Write out the part of the article on Goleta's sales-tax plan starting at "Bennett says Santa" and ending at "next three decades.", substituting "Monday night" for "Tuesday night".

__Excerpt to read__:
* * * * * * *

Goleta Drops Sales-Tax Plan to Avoid Posing Challenge to Measure A

Bennett says Santa Barbara County may be open to discussing the revenue-sharing agreement after all.

In an abrupt reversal, the Goleta City Council on Tuesday night backed away from plans to place a citywide sales tax measure on the November ballot. The Goleta initiative could have derailed Measure A, a $1 billion Santa Barbara County transportation tax that, if approved, will fund projects over the next three decades.

Although the Goleta gambit could have been a bluff from the start, several council members as late as last week advocated the move as a way to gain leverage in a long-running dispute with the county, which has been reluctant to renegotiate a revenue-sharing agreement the parties entered into when Goleta incorporated in 2002.

Goleta has said the revenue-neutrality agreement — which, by law, counties can require for aspiring cities — is a raw deal, costing the city an estimated $8.2 million in tax revenue next year alone, or a third of its revenue.

The idea was that a sales tax initiative for Goleta would have allowed the city to recoup some of those costs. It could have jeopardized Measure A because that initiative needs a two-thirds majority to pass, and some feared that many Goleta residents would be reluctant to approve both measures, and would favor the local one over the regional.

* * * * * * *

__Information provided__:
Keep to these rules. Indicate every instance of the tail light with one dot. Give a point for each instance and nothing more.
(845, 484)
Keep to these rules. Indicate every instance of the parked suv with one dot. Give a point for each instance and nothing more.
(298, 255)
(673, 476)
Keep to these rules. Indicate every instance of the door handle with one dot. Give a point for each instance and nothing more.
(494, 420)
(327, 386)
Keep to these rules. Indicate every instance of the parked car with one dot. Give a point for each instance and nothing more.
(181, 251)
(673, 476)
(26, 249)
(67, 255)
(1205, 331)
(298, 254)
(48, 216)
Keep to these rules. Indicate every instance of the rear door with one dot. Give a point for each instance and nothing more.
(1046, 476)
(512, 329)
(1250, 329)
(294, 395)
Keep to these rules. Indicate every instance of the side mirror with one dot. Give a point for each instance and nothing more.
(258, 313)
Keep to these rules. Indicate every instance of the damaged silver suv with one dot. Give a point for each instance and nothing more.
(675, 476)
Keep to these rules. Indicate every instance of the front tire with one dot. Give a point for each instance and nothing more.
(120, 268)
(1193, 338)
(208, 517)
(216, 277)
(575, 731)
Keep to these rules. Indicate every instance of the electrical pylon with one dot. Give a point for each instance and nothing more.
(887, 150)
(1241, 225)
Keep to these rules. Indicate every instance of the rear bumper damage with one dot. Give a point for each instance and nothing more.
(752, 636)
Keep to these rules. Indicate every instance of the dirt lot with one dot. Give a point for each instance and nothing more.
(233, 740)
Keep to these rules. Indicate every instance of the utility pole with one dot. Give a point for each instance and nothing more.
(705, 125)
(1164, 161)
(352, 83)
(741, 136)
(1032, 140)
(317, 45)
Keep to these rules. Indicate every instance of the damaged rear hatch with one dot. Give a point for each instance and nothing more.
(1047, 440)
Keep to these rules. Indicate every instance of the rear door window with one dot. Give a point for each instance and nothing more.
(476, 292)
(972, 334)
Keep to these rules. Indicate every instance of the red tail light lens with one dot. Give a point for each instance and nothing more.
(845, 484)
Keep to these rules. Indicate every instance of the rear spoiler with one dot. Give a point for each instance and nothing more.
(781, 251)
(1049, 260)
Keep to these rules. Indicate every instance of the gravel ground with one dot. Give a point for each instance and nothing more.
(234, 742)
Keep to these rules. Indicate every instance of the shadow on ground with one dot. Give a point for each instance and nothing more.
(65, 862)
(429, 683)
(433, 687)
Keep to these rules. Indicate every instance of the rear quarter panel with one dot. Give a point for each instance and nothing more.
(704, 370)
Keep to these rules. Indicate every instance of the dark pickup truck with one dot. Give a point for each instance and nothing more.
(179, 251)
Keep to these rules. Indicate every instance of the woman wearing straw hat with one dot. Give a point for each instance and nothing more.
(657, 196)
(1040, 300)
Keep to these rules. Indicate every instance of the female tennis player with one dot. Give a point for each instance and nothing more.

* * * * * * *

__Result of the task__:
Bennett says Santa Barbara County may be open to discussing the revenue-sharing agreement after all.

In an abrupt reversal, the Goleta City Council on Monday night backed away from plans to place a citywide sales tax measure on the November ballot. The Goleta initiative could have derailed Measure A, a $1 billion Santa Barbara County transportation tax that, if approved, will fund projects over the next three decades.